▶ **記事本文**:
=-=-=-=-=

1920年代に全米を震撼(しんかん)させた凶悪な少年誘拐事件を基にした心理劇ミュージカル『スリル・ミー』が4年ぶりに再演される。登場人物は事件を起こした天、“私”と“彼”のふたり。そしてピアノ1台のみで繰り広げられる繊細で濃密な100分の舞台は、1度見たらハマる人が続出。2011年の日本初演から再演を重ねて、今回が6回目の上演となる人気作だ。この伝説のミュージカルに初参加する成河さんと福士誠治さん。初共演のふたりが作り出す“私”と“彼”はどんな心理戦を見せてくれるのか。
ふたりの共通点はウザい暑苦しさ!?
─以前からの交流は?
福士 飲み会で会ったことがあるくらいで。
成河 ちゃんと話したのはこの仕事が決まってからですね。
福士 でも最初から初めてな気はしませんでしたけどね。僕は成河くんと話すのがすごく好きなんですよ。ひとつの題材に対して、いろんな視点から話せる人だから面白い。でも絶対ふたりで合コンしたらモテないタイプです(笑)。
成河 アハハハハ!

=-=-=-=-=

▶ **抽出資料**:
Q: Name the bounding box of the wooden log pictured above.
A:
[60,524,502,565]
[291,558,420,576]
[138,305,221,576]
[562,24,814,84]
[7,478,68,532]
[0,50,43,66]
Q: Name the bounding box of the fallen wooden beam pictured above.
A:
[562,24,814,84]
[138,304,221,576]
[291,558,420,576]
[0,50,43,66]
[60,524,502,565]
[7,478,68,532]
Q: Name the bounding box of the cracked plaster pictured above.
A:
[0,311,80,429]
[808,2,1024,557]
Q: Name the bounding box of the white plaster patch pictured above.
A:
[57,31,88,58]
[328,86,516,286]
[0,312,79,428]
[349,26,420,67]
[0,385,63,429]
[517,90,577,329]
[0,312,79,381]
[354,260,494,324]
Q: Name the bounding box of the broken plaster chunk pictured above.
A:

=-=-=-=-=

▶ **練習問題**:
1. 『スリル・ミー』の記事から、次の一文を英語に訳してください。「2011年の日本初演から再演を重ねて、今回が6回目の上演となる人気作だ。」
2. 『スリル・ミー』の記事の最後の一文を受けて、その先を引き継いで書いてください。

▶ **解答**:
1. It is a popular work that has been restaged again and again since its Japanese premiere in 2011, and this will be its sixth production.

2.
福士 女の子から、その話題、そんなに深くまで聞いてないけどって言われそう(笑)。
成河 わかる! ウザがられるんだよ~(笑)。だから一見、誠治くんはそういうタイプに見えないのにそうだったことが、どれだけホッとしたか。
福士 僕のなかでは、ちょっと似てる感じします。
成河 暑苦しい(笑)。
福士 アハハハハ!
─『スリル・ミー』で共演することが決まったときは、お互いどう思いましたか?
福士 僕は単純にうれしかったですね。なんか根拠のない自信というか、どでかいピースがハマる気がするって思ったのは、勘違いだったかどうかはわかりませんけど(笑)。
成河 それはこれからだよ。
福士 成河くんと演出が栗山(民也)さんでやると聞いたときに、いいパッションが自分のなかで生まれました。
成河 僕もミュージカルってものに足を突っ込んで月日が浅いこともあるし、ぐちゃぐちゃ演劇をめぐる環境について考えちゃう癖があるんですけど、そんなものぜんぜん関係ないところから、誠治くんがバ~ッと来て作品の話をできたことがすごくうれしくて。
福士 芝居に関しての追求は似ているような気がする。土臭いというか、生け花じゃねえぞ俺たちみたいな。大地に咲く花でいたいみたいな。
成河 だって泥臭いものをやるほうが絶対楽しいしね。特にこの作品は、どろっどろした汚いものであるべきだと思うから。こんな無残な姿をさらすミュージカルを、今回、誠治くんとできると思うとすごくうれしいんですよ。
─『スリル・ミー』という作品についてはどういう印象ですか?
福士 いいタイトルつけるなと思いました。
成河 ほんとにそうだね。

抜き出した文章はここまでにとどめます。